─── Texto para leer ───

“Sean una familia –fue la invitación de Chiara Lubich dirigiéndose a personas deseosas de vivir la Palabra de Dios-. Y dónde ir para llevar el ideal de Cristo, (…) nada mejor que tratar de crear con discreción, con prudencia, pero con decisión, el espíritu de familia. Éste es un espíritu humilde, que desea el bien de los demás, no se infla… es (…) la auténtica caridad”[1].

El nuevo director
En su “discurso programático” el nuevo director había hablado de la empresa como una familia en la cual todos eran corresponsables. El clima entre nosotros era fluido y cordial… pero ante las primeras dificultades, quizás por inexperiencia, él se rodeó de sólo algunos de su confianza y a la hora de tomar decisiones prácticamente excluía a todos los demás. Me animé y, por amor a él y a todos los empleados, un día fui a la dirección para preguntarle cuáles preocupaciones no estaban atormentando. Parecía otra persona con respecto al inicio, uno que veía sólo enemigos. ¿Quizás habíamos hecho algo contra él que lo empujaba a actuar así? No respondió y se despidió excusándose diciendo que tenía un compromiso urgente. Algunos días después me llamó y, disculpándose, me confió que se sentía incapaz de mantener la solidaridad que hacía que todo se le escapara de las manos. Me pidió ayuda. Lo convencí de que se abriera con todos nosotros, preguntando si realmente queríamos estar en su proyecto. Fue un momento de gran comprensión recíproca. Algo empezó a cambiar
(H.G. – Hungría)

─── Datos ───

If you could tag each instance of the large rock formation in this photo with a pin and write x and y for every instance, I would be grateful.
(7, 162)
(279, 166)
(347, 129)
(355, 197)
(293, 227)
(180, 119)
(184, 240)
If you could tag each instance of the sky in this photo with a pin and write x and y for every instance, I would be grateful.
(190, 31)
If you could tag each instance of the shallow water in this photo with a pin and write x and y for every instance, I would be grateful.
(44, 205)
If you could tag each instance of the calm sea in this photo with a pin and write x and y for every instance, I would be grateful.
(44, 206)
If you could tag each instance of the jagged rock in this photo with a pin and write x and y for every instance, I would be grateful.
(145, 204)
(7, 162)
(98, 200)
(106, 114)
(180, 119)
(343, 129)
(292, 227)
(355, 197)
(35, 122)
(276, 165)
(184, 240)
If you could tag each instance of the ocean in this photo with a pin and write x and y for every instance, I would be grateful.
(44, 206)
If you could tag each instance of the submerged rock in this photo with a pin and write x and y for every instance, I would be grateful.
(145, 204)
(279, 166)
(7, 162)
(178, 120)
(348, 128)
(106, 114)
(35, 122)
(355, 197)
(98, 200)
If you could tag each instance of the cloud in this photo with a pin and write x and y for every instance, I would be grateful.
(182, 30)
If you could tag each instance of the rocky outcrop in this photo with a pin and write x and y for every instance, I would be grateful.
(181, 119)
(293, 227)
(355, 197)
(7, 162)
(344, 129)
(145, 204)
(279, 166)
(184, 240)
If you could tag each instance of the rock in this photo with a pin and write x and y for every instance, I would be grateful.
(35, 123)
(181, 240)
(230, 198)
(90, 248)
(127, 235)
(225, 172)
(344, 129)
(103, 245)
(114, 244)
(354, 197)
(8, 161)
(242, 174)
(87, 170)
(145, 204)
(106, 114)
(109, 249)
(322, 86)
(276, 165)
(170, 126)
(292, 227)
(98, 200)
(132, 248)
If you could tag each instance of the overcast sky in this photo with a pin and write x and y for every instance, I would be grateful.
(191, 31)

───

| Consigna |
Según la cita de Chiara Lubich al comienzo del texto, ¿con qué tres cualidades hay que tratar de crear el espíritu de familia? Enumérelas. Los datos no tienen relación con el texto.

| Solución |
Con discreción, con prudencia y con decisión.